The management of PG remains a challenge as therapeutic decisions need to be personalized, focused on the presence of concomitant diseases, and the specific quantity, location, diameter, and depth of lesions. The topical therapy of PG often does not allow proper control of disease activity. Therefore, the additional use of systemic therapeutic agents is necessary in more severe PG cases.

For the purposes of this article, a detailed search of the PubMed database was carried out, using the following search terms: “pyoderma gangrenosum”, “hemophagocytic lymphohistiocytosis”, “HLH”, “double negative T lymphocytes”, “treatment of pyoderma gangrenosum”, “topical treatment of pyoderma gangrenosum”, and “systemic treatment of pyoderma gangrenosum”. Articles published till January 2021 were selected on the basis of their relevance. The list of suitable articles was amended by manual search of references of identified papers. All studies published in languages other than English were excluded. The most relevant papers on PG treatment involving more than 15 patients are listed in Table 2.

The most common topical treatments for PG include calcineurin inhibitors and potent or ultra-potent corticosteroids. According to Marzano et al., monotherapy with tacrolimus could be the first-line treatment of idiopathic, early, localized PG [29]. In a case series of five patients treated with 0.1% tacrolimus ointment, complete clinical remission was achieved within a mean time of 6 weeks [37]. Moreover, in another clinical trial conducted by Lyon et al., 11 patients with peristomal PG were treated with topical tacrolimus 0.3%, whereas 17 patients received topical clobetasol propionate 0.05% [30]. This study suggested that 0.3% tacrolimus might be more effective than clobetasol in managing PG lesions larger than 2 cm in diameter. Importantly, in most case reports, topical tacrolimus was used together with other systemic therapies.

Systemic corticosteroids and cyclosporin, either in monotherapy or combined, are considered first-line agents for PG. The results from a randomized controlled trial comparing oral cyclosporin (4 mg/kg per day) with prednisolone (0.75 mg/kg per day) showed no significant difference between these two regimens [26]. Despite similar adverse reactions, infections were more common in the prednisolone group, while renal impairment and hypertension were frequent in the cohort receiving cyclosporin. Hence, the specific side effect profiles of both drugs should be crucial in making treatment decisions.

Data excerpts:
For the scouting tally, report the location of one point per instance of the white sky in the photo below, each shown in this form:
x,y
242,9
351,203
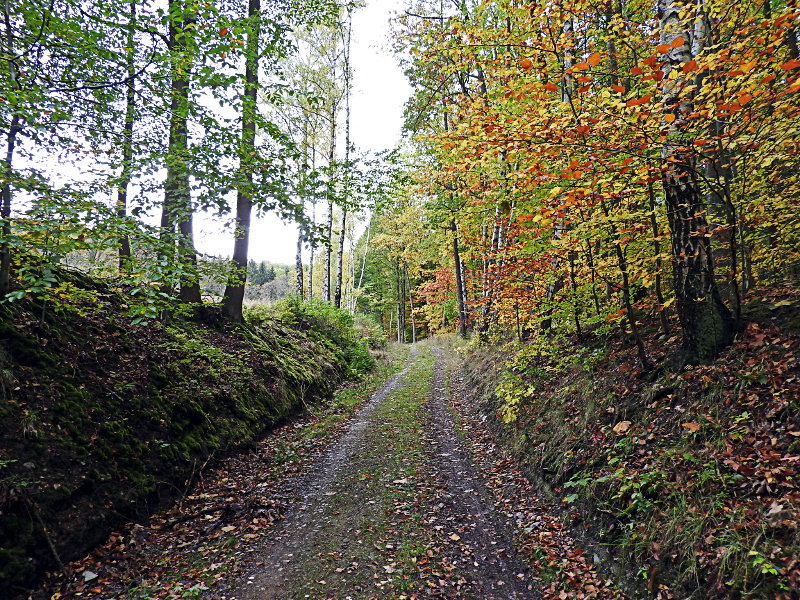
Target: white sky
x,y
379,91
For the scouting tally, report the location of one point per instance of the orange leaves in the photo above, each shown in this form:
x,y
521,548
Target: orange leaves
x,y
689,66
639,101
791,64
674,45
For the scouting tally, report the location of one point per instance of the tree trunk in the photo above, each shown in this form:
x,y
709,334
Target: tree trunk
x,y
706,322
662,310
234,291
411,307
462,310
5,211
337,299
177,208
127,141
337,295
298,265
311,254
326,271
364,258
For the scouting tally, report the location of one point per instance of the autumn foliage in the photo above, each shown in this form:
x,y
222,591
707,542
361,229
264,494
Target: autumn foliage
x,y
611,163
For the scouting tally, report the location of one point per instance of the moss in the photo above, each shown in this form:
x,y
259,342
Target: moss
x,y
123,421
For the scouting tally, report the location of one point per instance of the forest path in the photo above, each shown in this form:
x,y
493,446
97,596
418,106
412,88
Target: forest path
x,y
393,509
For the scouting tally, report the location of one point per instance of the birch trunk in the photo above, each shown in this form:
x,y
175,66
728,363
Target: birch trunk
x,y
234,291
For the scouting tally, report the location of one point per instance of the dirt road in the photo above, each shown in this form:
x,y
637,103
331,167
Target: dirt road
x,y
393,509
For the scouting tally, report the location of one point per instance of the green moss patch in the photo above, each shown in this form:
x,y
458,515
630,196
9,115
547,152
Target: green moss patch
x,y
103,421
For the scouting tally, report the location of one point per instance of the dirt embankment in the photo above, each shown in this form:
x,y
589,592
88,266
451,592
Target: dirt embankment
x,y
684,483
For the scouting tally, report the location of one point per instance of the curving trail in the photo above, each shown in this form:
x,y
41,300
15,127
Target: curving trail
x,y
393,509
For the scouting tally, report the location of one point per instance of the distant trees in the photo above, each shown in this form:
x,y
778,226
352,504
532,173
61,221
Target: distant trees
x,y
119,92
603,167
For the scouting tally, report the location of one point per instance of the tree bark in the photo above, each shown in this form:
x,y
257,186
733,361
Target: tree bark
x,y
337,298
127,140
298,265
311,254
177,207
462,310
5,212
326,271
706,322
234,291
14,128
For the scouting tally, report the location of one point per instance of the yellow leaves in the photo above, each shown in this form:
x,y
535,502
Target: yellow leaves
x,y
791,64
689,66
621,427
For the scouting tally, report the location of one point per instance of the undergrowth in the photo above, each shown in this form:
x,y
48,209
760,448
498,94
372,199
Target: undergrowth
x,y
690,476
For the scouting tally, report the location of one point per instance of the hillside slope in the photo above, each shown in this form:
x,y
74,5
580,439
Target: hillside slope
x,y
101,420
684,480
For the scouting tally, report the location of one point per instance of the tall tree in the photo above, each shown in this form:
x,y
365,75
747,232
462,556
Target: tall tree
x,y
347,74
177,209
707,323
234,292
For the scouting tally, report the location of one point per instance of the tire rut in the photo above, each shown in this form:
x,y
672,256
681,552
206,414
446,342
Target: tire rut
x,y
302,524
486,555
320,536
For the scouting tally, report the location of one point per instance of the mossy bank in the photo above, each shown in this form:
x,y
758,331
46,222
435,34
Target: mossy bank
x,y
682,482
101,421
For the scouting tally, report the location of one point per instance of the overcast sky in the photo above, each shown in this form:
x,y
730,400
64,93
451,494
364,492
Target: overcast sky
x,y
379,92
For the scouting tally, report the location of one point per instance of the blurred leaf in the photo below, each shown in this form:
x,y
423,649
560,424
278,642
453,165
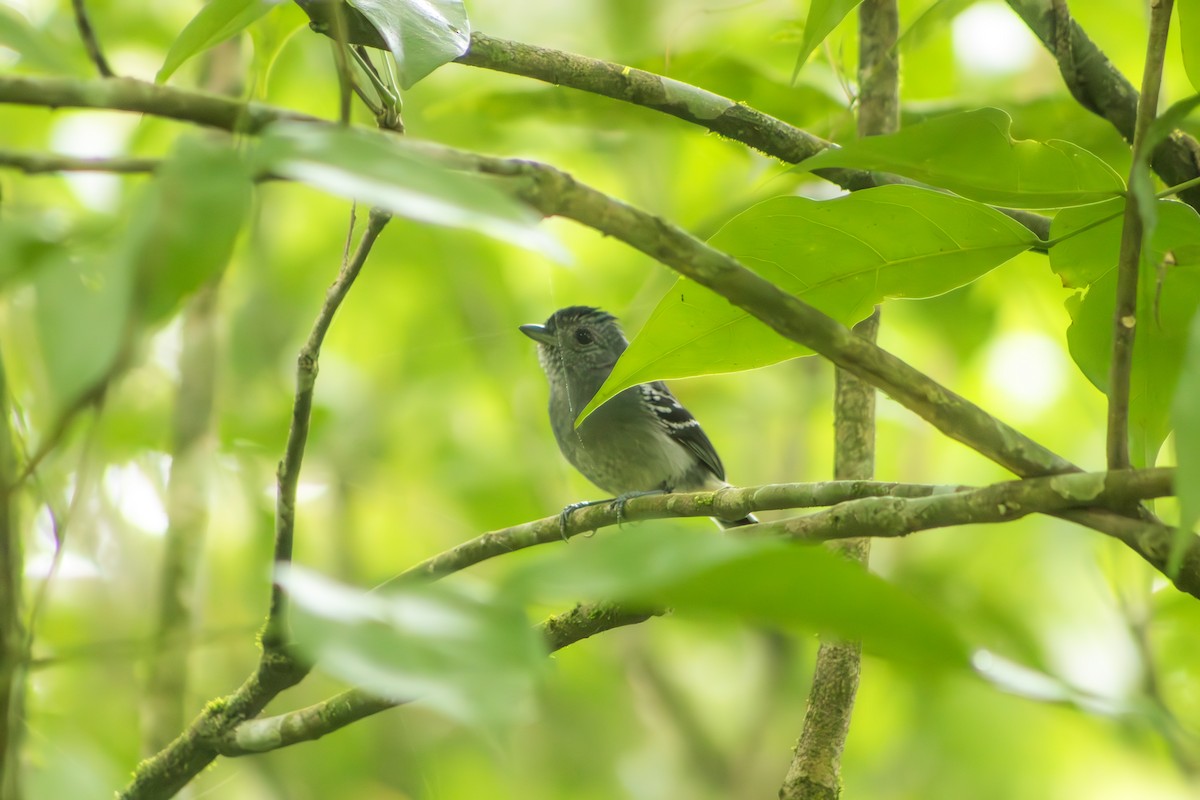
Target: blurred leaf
x,y
1186,419
269,35
841,256
469,655
823,17
762,582
1169,292
1141,182
934,19
975,155
1189,38
82,316
33,46
215,22
383,170
185,227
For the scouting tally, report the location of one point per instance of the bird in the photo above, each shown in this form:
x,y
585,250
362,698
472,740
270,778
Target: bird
x,y
640,441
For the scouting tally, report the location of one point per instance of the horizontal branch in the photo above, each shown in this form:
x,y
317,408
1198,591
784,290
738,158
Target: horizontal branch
x,y
893,516
138,96
867,509
934,506
324,717
36,163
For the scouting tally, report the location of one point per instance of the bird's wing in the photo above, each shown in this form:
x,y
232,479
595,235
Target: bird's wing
x,y
682,426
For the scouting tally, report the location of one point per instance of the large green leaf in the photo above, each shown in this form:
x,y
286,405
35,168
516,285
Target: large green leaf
x,y
975,155
1169,293
471,655
841,256
421,34
185,228
383,170
82,316
1189,38
34,46
823,17
763,582
214,23
1186,420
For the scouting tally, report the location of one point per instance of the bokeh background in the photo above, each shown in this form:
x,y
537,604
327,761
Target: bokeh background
x,y
430,428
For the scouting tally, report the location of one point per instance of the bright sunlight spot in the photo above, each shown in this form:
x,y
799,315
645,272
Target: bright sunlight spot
x,y
990,38
1025,372
136,497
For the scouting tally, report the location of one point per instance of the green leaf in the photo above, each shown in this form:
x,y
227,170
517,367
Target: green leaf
x,y
1169,293
34,47
975,155
186,224
387,172
841,256
823,17
1189,38
1141,182
82,316
215,22
469,655
762,582
1186,420
421,34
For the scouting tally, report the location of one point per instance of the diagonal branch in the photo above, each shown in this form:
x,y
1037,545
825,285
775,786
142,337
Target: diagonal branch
x,y
1101,88
1125,317
275,635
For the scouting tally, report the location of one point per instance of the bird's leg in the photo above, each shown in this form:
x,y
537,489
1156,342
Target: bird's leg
x,y
619,501
565,513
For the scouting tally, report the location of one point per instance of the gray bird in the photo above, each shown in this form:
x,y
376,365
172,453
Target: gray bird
x,y
642,440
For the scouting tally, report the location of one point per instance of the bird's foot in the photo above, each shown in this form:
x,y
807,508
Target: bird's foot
x,y
619,501
564,516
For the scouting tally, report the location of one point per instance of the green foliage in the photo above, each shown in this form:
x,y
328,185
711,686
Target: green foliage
x,y
1169,294
823,17
1186,420
421,34
378,169
765,582
213,24
841,256
973,154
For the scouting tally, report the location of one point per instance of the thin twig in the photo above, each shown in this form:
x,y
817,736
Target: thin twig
x,y
288,476
1125,318
88,34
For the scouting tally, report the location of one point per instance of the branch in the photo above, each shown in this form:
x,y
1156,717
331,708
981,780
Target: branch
x,y
175,765
1101,88
1054,494
1125,318
324,717
90,43
288,476
815,770
35,163
142,97
721,115
187,492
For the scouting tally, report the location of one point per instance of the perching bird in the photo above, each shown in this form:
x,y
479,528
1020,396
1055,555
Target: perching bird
x,y
642,440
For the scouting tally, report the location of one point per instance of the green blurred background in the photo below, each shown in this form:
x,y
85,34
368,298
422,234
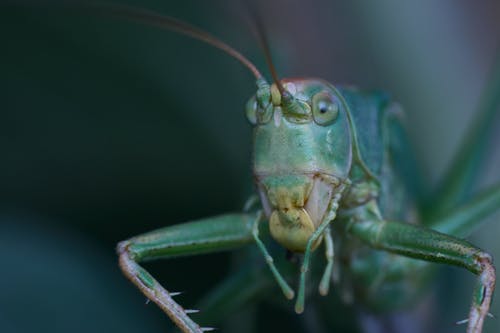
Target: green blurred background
x,y
110,128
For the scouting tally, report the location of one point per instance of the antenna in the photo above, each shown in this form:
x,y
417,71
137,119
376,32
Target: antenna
x,y
162,21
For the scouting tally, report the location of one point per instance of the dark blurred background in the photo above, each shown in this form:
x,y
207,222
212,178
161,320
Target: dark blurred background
x,y
110,128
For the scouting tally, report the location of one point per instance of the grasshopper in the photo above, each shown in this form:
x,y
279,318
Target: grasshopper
x,y
331,168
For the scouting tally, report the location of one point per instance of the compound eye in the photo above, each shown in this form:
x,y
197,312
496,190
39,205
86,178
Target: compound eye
x,y
251,111
325,108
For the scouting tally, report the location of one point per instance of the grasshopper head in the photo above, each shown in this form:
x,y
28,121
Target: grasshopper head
x,y
302,154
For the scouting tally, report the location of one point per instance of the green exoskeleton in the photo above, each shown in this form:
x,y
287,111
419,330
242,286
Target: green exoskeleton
x,y
331,168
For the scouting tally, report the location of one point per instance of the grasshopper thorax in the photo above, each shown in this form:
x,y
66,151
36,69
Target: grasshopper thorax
x,y
302,155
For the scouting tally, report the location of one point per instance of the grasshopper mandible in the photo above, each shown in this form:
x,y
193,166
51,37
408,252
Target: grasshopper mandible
x,y
325,165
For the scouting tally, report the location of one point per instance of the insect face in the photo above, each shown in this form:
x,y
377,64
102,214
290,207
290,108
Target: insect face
x,y
302,154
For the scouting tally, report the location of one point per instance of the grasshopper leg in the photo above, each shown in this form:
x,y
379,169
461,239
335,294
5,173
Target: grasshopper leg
x,y
324,285
287,290
208,235
422,243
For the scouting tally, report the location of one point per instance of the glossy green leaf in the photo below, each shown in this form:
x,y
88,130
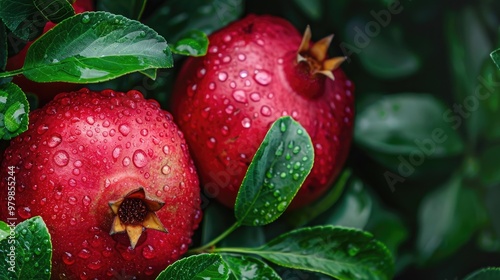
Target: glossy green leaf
x,y
248,268
28,255
410,133
193,43
54,10
339,252
98,46
132,9
382,51
197,267
4,230
278,169
175,17
448,217
3,46
491,273
495,55
353,209
22,18
14,111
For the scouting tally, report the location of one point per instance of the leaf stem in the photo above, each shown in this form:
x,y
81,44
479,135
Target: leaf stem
x,y
215,240
11,73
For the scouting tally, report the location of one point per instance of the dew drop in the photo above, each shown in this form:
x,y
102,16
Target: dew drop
x,y
85,19
222,76
54,140
255,96
246,123
148,252
139,158
265,111
211,143
263,78
86,200
239,96
165,170
61,158
68,258
126,161
124,129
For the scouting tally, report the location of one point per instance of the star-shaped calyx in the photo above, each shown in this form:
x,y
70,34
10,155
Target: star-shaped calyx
x,y
135,213
315,55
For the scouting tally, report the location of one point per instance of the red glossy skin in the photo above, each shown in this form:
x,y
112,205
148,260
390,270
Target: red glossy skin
x,y
44,91
226,101
85,149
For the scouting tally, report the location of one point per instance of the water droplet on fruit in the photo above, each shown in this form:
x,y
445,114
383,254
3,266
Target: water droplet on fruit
x,y
246,123
116,152
42,129
86,200
68,258
61,158
211,143
126,161
24,212
255,96
165,170
263,78
84,254
95,265
239,96
222,76
265,111
139,158
148,252
243,74
124,129
85,19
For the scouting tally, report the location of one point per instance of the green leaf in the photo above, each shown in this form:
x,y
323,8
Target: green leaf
x,y
14,111
383,54
414,134
193,43
3,47
339,252
4,230
29,254
175,18
22,18
278,169
97,46
202,267
491,273
353,209
128,8
248,268
448,217
54,10
495,55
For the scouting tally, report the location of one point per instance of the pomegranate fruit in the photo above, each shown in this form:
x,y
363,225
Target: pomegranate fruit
x,y
256,70
111,176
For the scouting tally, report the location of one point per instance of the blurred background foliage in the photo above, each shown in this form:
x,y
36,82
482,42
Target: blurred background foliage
x,y
424,171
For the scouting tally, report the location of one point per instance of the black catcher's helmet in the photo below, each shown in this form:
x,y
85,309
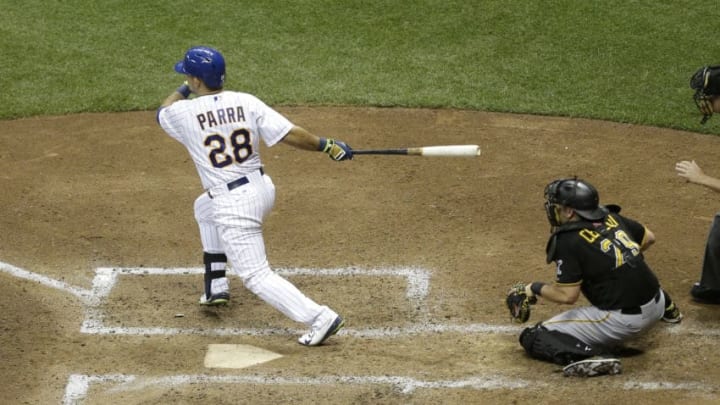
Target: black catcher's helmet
x,y
706,83
576,194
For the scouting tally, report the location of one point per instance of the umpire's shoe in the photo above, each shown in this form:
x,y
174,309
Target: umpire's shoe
x,y
594,366
215,299
322,329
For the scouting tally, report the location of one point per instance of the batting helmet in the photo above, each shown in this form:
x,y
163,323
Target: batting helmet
x,y
576,194
205,63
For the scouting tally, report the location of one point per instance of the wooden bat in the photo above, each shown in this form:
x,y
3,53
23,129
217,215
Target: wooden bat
x,y
440,150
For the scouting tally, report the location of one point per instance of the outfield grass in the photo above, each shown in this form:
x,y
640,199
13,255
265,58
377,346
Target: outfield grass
x,y
626,61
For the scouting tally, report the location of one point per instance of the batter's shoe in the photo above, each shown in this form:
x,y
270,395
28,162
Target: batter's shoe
x,y
592,367
319,333
215,299
672,314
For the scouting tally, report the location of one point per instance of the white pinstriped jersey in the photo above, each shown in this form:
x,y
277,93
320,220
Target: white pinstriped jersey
x,y
222,132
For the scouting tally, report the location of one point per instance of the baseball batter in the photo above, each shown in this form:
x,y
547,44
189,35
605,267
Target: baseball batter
x,y
598,253
222,131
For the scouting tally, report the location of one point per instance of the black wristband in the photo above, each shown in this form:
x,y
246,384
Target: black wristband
x,y
536,286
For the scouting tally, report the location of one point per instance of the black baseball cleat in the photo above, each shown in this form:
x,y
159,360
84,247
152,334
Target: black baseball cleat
x,y
215,299
672,314
592,367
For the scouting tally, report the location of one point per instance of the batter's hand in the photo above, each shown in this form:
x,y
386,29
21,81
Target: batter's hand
x,y
689,170
337,150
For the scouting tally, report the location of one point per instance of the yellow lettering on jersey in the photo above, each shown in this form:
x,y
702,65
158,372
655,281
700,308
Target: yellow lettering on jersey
x,y
610,222
229,115
589,235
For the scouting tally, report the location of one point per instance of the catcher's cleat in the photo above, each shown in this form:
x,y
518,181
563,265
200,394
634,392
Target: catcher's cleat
x,y
215,299
704,295
319,333
672,314
592,367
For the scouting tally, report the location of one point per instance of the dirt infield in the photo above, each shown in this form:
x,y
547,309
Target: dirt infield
x,y
99,252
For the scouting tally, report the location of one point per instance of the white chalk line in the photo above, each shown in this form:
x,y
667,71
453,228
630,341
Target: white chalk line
x,y
418,285
418,281
78,385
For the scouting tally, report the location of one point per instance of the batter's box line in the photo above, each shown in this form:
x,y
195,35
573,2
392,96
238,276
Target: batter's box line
x,y
417,280
78,385
418,285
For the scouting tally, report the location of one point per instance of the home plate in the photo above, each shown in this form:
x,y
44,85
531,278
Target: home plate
x,y
237,356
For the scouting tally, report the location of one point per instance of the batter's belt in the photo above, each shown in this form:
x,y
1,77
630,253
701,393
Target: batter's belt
x,y
223,188
638,309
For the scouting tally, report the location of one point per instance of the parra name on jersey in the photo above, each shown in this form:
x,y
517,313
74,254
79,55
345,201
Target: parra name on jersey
x,y
221,116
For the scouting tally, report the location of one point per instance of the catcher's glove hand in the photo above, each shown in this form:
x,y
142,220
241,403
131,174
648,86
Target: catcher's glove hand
x,y
518,302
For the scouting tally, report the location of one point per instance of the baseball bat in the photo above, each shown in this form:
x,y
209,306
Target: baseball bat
x,y
440,150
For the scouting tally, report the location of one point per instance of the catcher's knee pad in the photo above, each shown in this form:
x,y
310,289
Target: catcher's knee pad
x,y
554,346
214,268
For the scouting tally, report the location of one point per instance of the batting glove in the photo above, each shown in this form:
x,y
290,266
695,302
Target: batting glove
x,y
337,150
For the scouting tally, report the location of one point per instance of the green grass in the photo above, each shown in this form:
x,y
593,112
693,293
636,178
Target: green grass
x,y
625,61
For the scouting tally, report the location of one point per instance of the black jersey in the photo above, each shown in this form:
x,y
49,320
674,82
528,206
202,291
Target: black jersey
x,y
604,258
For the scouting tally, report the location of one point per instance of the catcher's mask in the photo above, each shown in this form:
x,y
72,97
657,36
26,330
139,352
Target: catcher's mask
x,y
205,63
706,83
577,194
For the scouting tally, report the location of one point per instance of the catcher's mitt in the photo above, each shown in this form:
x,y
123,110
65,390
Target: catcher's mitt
x,y
518,302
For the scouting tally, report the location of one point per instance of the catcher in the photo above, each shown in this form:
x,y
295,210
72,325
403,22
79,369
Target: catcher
x,y
598,253
706,83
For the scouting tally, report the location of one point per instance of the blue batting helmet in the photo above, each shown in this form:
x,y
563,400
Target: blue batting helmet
x,y
205,63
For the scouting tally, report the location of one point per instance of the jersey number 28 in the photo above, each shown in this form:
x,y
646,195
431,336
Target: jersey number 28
x,y
239,142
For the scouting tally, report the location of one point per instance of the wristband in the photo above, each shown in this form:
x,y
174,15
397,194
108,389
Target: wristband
x,y
326,144
184,90
535,287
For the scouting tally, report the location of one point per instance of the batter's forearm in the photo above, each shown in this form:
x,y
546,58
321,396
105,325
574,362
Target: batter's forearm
x,y
707,181
300,138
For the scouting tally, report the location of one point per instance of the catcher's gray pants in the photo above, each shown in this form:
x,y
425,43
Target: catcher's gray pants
x,y
710,278
597,327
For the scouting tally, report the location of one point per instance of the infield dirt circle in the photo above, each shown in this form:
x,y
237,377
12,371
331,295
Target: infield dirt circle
x,y
98,296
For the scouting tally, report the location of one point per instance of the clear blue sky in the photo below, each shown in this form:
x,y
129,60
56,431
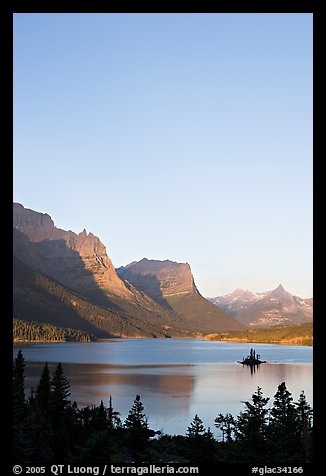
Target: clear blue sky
x,y
172,136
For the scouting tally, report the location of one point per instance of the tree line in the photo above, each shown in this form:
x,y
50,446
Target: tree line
x,y
24,331
50,429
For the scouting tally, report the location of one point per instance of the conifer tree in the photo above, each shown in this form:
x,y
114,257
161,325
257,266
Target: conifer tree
x,y
18,389
196,428
226,423
42,395
284,428
60,390
138,432
251,428
19,408
59,414
113,417
305,412
136,420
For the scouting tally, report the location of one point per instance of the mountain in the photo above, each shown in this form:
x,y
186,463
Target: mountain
x,y
237,301
51,263
172,285
67,279
268,308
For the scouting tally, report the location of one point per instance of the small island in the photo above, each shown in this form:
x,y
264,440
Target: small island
x,y
252,359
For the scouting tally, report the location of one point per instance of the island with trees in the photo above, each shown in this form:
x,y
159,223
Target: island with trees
x,y
48,427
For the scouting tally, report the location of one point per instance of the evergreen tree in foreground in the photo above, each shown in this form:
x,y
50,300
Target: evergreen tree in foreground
x,y
138,432
19,407
196,428
284,428
43,390
59,412
18,389
226,423
251,428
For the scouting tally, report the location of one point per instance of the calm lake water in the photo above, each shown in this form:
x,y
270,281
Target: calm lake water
x,y
176,378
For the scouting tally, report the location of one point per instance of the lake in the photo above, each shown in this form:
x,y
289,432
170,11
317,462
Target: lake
x,y
176,378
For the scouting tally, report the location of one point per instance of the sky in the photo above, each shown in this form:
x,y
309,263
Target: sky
x,y
172,136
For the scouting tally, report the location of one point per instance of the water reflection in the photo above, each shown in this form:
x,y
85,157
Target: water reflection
x,y
173,394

▶ **Work instruction 1**:
In the pyoderma gangrenosum text, what daily doses of oral cyclosporin and prednisolone did the randomized controlled trial compare?
▶ **Work instruction 2**:
Reproduce word for word the part of the pyoderma gangrenosum text between "For the purposes" and "listed in Table 2.", inclusive.

▶ **Answer area 1**:
Cyclosporin at 4 mg/kg per day and prednisolone at 0.75 mg/kg per day.

▶ **Answer area 2**:
For the purposes of this article, a detailed search of the PubMed database was carried out, using the following search terms: “pyoderma gangrenosum”, “hemophagocytic lymphohistiocytosis”, “HLH”, “double negative T lymphocytes”, “treatment of pyoderma gangrenosum”, “topical treatment of pyoderma gangrenosum”, and “systemic treatment of pyoderma gangrenosum”. Articles published till January 2021 were selected on the basis of their relevance. The list of suitable articles was amended by manual search of references of identified papers. All studies published in languages other than English were excluded. The most relevant papers on PG treatment involving more than 15 patients are listed in Table 2.